Records to use:
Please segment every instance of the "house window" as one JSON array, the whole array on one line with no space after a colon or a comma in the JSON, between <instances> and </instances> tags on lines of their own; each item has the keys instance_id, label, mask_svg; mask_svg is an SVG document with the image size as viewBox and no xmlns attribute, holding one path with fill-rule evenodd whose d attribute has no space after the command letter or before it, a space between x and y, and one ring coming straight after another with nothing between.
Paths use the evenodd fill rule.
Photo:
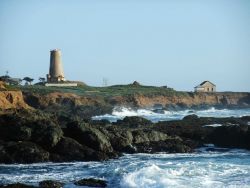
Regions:
<instances>
[{"instance_id":1,"label":"house window","mask_svg":"<svg viewBox=\"0 0 250 188\"><path fill-rule=\"evenodd\" d=\"M212 87L212 91L214 91L214 88Z\"/></svg>"},{"instance_id":2,"label":"house window","mask_svg":"<svg viewBox=\"0 0 250 188\"><path fill-rule=\"evenodd\" d=\"M209 88L207 88L207 91L209 91Z\"/></svg>"}]
</instances>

Goal of the exercise:
Each entry above is to be given again exactly, and any image in it is to be dropped.

Task result:
Please segment every instance of the "house window" as one JSON array, the whole array on one line with no space after a colon or a comma in the JSON, between <instances> and </instances> tags on lines of their own; each item has the keys instance_id, label, mask_svg; mask_svg is an SVG document with the image size as viewBox and no xmlns attribute, holding one path with fill-rule evenodd whose d attribute has no space after the command letter or before it, a space between x and y, and one ring coming straight after another with nothing between.
Paths use the evenodd fill rule.
Photo:
Regions:
<instances>
[{"instance_id":1,"label":"house window","mask_svg":"<svg viewBox=\"0 0 250 188\"><path fill-rule=\"evenodd\" d=\"M212 87L212 91L214 91L214 88Z\"/></svg>"},{"instance_id":2,"label":"house window","mask_svg":"<svg viewBox=\"0 0 250 188\"><path fill-rule=\"evenodd\" d=\"M209 88L207 88L207 91L209 91Z\"/></svg>"}]
</instances>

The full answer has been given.